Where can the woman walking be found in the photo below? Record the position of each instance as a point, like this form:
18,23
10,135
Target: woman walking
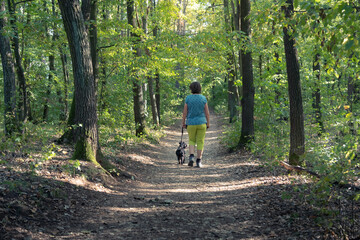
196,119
=-=-=
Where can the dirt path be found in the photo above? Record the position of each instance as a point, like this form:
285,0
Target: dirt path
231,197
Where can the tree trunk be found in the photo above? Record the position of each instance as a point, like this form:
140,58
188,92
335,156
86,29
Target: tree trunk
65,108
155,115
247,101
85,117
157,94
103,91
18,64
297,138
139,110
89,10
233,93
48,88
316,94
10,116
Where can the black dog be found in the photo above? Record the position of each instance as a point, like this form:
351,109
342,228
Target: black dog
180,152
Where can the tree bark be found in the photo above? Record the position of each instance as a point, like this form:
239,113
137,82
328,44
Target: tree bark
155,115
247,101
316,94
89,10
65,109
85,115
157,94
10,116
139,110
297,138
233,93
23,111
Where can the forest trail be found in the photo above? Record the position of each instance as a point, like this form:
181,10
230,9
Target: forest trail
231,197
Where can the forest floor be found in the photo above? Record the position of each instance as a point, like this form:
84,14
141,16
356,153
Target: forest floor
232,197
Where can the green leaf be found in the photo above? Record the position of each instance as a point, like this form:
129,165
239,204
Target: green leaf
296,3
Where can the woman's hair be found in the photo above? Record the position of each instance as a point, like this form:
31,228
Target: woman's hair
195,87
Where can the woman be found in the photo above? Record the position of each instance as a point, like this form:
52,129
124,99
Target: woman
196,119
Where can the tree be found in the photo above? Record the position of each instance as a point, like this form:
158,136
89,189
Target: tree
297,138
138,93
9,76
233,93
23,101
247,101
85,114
=-=-=
Your objective: Gather every line of the material above that contains the word "green", and copy each such line in full.

Written solution:
Where can the green leaf be found in the photo above? Record the position of each instance as a point, like this form:
Target: green leaf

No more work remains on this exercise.